● PAGE TEXT:
┌────────

SHACL Validation for HDF Files

SHACL Validation for HDF Files#

The Shapes Constraint Language (SHACL) is a W3C standard for validating RDF data against a set of rules, called shapes. These shapes describe the expected structure and constraints of RDF graphs, such as required properties, allowed values, or data types.

SHACL is useful because it helps ensure that RDF data is consistent, complete, and conforms to a predefined schema or ontology. In workflows like extracting RDF from HDF files, SHACL allows you to automatically verify that the generated data matches the expected structure (e.g., required datasets, naming conventions, or value constraints).

By applying SHACL validation using the validate_hdf function from the h5RDMtoolbox, you can detect errors early, enforce data quality, and make your data more reliable for downstream processing and analysis.

The following example demonstrates this.

└────────

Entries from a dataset
┌────────

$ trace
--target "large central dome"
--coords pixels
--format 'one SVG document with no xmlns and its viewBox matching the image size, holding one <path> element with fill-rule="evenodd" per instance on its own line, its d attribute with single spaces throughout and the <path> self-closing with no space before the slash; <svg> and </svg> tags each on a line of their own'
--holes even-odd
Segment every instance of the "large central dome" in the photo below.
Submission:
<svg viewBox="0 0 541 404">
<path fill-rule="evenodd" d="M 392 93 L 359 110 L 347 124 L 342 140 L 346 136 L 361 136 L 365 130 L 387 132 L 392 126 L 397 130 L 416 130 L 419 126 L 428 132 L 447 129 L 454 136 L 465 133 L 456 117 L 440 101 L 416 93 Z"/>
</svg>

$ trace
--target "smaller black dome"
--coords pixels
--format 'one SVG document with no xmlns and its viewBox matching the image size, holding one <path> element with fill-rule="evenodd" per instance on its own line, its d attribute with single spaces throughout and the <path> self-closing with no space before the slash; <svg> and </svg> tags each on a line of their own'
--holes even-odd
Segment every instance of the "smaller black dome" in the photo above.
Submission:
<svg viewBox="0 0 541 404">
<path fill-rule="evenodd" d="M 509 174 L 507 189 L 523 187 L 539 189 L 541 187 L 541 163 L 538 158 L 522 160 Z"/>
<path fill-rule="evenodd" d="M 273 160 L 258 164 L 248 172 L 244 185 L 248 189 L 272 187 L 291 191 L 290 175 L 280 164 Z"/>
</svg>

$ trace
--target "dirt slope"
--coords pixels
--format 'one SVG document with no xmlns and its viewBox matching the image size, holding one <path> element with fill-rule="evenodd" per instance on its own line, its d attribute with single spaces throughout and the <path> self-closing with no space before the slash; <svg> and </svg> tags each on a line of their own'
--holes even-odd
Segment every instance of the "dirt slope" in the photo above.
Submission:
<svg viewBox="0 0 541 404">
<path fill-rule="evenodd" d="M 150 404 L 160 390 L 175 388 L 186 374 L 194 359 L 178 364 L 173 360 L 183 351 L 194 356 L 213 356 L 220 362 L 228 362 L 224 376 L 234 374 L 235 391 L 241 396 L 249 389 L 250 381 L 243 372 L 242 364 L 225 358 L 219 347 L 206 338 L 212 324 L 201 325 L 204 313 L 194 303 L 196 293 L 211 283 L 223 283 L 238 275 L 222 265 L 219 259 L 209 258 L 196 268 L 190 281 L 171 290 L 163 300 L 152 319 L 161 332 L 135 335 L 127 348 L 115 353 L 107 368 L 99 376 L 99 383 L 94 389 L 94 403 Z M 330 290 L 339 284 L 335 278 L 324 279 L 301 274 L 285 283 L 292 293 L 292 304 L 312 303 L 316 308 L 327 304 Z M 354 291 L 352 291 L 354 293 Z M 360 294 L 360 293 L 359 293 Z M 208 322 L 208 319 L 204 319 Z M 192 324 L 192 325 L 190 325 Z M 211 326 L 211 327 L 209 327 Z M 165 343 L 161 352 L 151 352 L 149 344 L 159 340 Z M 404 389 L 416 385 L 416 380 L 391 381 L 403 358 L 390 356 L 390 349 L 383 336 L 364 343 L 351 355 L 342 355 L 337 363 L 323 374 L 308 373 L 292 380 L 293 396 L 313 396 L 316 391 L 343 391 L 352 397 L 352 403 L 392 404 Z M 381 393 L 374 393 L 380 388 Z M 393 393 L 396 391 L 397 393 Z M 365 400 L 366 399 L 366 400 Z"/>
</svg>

└────────

● THE EXERCISE:
According to the page text on SHACL validation for HDF files, which h5RDMtoolbox function is used to apply SHACL validation?

● ANSWER TO THIS EXERCISE:
The validate_hdf function.